§ Selected passage:
+ + +

Dobji Dzong (རྡོ་སྦྱིས་རྫོང་།) is a dzong monastery in Bhutan, on a ridge on the national highway from Thimphu to Haa, Paro District, just a few kilometers south of the confluence of the Paro and Thimphu rivers at Chuzom. It is 6,600 feet. Today the dzong houses a monastic school with 35 monks. It was featured in the 2003 film by Bhutanese lama, Travellers and Magicians.

The utse (tower), which previously served as Dogar Penlop's residence, and later as a jail, is undergoing a Nu.36.4 million renovation funded by the King of Bhutan.

The sacred statue of Jetsun Milarepa that is in the shrine, is believed to have been brought from Druk Ralung in Tibet.

== History ==
Dobji Dzong was built in 1531 by Ngawang Chogyal who was the brother of Lam Drukpa Kuenley known as "The Divine Madman". He named the new fortress Dogar Druk Chokhorgang, meaning "Stone Castle of Bhutan". According to legend, he chose the site by tracing an underground stream from the Ralung monastery in Tibet to its outlet at a boulder above the present fortress. This sacred spring, later dubbed the Dobdrek Drub Chu, is believed to have magical healing properties.

The utse is the oldest structure, part of the original grounds. Its survival despite a series of earthquakes is attributed to a terma (revealed treasure) stored on the top floor—a statue that depicts Guru Rinpoche. The image was defaced by a ninth-century Tibetan king, who smashed the statue's left ear with a hammer, prompting it to speak aloud: "I would like to be in service of all sentient beings". After that, the statue was considered a sacred object. The Dobji penlop had it mounted into an amulet that he could wear, though it usually resided in the temple at the top of the tower.

+ + +

§ Stored data entries:

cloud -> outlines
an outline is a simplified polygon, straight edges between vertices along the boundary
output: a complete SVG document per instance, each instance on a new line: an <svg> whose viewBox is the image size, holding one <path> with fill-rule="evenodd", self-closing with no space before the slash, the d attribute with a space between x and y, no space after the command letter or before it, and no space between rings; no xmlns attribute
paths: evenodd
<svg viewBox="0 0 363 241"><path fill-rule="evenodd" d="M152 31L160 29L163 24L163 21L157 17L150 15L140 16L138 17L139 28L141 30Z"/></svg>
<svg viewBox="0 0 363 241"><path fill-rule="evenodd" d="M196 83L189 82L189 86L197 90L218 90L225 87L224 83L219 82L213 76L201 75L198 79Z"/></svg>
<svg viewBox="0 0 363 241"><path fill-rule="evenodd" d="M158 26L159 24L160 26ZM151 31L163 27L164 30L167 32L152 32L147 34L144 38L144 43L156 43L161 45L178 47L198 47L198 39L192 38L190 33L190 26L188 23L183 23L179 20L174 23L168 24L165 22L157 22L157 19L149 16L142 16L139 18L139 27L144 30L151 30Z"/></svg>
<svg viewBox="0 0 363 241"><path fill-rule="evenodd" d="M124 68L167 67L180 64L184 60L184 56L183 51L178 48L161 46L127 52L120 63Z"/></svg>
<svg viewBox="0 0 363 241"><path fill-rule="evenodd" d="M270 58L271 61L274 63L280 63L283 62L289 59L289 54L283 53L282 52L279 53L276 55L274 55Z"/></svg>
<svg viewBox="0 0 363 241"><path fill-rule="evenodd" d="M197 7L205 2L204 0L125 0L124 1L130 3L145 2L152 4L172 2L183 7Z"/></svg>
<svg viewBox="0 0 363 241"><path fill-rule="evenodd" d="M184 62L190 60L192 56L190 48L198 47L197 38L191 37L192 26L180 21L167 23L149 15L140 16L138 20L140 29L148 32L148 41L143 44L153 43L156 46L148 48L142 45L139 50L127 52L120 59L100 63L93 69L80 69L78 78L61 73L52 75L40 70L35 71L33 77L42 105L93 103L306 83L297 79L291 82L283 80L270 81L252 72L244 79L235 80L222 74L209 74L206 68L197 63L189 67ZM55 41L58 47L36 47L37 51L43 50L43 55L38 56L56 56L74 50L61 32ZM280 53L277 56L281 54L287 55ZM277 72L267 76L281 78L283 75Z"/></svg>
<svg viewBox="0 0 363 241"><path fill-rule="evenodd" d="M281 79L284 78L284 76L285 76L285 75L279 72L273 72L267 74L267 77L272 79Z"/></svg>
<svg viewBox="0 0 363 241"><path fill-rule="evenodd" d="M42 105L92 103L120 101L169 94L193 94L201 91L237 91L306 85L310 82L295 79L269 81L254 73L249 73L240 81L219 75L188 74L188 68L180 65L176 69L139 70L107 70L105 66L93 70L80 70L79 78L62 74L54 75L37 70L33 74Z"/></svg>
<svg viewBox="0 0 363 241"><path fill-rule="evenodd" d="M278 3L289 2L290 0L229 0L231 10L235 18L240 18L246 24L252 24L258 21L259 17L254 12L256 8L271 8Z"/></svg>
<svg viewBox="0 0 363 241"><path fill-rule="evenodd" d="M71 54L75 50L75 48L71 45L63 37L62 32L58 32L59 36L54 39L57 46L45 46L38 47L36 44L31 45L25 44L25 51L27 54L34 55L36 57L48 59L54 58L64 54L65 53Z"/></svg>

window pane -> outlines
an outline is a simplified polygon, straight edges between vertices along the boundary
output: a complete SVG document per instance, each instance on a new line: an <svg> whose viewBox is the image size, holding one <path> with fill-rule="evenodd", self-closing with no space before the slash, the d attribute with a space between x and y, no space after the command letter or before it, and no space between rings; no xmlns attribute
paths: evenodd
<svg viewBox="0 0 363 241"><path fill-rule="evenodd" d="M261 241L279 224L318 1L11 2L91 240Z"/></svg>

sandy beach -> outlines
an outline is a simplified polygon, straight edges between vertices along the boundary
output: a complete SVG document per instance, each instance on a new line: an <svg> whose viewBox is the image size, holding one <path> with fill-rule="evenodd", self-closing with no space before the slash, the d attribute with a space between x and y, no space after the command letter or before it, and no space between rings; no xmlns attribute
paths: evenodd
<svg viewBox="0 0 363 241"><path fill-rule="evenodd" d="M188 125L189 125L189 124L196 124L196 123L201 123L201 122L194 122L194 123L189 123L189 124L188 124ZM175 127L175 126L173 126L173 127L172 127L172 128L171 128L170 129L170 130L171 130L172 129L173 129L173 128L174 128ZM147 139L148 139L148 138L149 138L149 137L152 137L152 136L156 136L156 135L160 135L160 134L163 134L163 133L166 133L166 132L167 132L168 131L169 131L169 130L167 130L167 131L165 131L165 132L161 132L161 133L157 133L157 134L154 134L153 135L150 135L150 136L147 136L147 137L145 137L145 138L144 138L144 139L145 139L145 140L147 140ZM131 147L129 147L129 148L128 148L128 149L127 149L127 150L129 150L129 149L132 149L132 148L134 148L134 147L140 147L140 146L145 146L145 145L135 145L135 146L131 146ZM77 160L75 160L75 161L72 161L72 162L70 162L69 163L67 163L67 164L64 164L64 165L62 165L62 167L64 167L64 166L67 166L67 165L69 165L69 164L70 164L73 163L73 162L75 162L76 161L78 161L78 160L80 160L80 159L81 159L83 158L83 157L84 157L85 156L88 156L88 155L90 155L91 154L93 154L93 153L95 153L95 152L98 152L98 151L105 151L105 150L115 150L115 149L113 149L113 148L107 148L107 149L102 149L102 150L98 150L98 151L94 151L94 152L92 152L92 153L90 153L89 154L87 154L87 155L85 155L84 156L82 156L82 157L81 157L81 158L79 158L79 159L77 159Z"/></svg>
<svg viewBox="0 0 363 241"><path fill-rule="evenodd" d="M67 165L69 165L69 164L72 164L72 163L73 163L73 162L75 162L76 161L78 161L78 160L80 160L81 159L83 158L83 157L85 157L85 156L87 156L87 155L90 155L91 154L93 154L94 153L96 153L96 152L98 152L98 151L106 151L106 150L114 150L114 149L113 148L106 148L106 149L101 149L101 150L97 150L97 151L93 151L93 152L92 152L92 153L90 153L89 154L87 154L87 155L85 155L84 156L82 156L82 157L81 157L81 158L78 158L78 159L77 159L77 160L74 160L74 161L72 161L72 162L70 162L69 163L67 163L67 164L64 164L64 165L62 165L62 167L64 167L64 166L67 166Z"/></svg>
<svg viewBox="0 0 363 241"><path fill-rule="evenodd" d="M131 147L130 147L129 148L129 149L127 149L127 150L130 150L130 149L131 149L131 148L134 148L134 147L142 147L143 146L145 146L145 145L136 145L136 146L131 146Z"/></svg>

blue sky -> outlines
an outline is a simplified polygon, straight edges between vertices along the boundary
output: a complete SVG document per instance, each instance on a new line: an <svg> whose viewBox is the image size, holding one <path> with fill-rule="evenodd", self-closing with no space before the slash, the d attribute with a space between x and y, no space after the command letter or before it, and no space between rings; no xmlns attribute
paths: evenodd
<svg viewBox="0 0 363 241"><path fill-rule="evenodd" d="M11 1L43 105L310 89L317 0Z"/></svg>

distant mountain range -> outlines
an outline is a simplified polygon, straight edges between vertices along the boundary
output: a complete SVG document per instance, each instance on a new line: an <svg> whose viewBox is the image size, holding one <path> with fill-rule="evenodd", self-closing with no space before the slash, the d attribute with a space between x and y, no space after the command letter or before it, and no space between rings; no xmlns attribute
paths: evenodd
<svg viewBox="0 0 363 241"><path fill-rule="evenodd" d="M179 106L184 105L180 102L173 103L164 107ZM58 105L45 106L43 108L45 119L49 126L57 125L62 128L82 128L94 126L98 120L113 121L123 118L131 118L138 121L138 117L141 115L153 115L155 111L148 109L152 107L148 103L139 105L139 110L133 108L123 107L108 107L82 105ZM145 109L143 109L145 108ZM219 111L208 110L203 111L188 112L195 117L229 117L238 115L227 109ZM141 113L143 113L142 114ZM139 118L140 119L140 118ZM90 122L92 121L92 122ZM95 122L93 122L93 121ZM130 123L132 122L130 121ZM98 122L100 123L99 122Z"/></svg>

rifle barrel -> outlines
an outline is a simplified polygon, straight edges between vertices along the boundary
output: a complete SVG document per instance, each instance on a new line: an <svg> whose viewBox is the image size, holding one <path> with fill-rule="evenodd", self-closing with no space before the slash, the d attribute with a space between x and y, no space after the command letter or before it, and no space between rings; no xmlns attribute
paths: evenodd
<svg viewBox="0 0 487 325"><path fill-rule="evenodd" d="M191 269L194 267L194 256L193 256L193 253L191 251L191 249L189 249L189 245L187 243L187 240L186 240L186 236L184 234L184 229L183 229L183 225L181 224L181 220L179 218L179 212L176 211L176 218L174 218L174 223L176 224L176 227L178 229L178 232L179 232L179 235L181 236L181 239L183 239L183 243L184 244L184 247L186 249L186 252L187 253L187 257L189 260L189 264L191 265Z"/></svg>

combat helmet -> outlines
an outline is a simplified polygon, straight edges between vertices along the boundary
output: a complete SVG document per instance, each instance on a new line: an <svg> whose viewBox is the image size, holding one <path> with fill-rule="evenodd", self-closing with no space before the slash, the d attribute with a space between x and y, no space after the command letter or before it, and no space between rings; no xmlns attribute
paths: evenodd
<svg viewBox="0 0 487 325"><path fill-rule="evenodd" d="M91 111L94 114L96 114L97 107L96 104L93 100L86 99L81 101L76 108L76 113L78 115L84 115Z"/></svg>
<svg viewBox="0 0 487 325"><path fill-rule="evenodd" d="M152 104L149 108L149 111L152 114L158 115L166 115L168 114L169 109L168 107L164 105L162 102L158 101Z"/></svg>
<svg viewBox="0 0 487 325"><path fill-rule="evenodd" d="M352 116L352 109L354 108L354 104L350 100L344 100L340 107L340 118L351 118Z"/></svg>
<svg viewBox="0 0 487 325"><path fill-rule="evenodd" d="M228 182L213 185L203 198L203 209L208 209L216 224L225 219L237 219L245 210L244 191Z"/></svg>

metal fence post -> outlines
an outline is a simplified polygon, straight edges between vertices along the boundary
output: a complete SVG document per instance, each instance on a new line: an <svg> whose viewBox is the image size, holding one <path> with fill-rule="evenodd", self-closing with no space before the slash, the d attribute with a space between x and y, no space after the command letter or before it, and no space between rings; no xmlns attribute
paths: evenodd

+ + +

§ Check your understanding:
**a)** According to the text on Dobji Dzong, who built the dzong?
**b)** Print the part of the Dobji Dzong text that begins with the words "The utse is" and ends after "of the tower.".

§ Task solutions:
**a)** Ngawang Chogyal, the brother of Lam Drukpa Kuenley, built it in 1531.

**b)**
The utse is the oldest structure, part of the original grounds. Its survival despite a series of earthquakes is attributed to a terma (revealed treasure) stored on the top floor—a statue that depicts Guru Rinpoche. The image was defaced by a ninth-century Tibetan king, who smashed the statue's left ear with a hammer, prompting it to speak aloud: "I would like to be in service of all sentient beings". After that, the statue was considered a sacred object. The Dobji penlop had it mounted into an amulet that he could wear, though it usually resided in the temple at the top of the tower.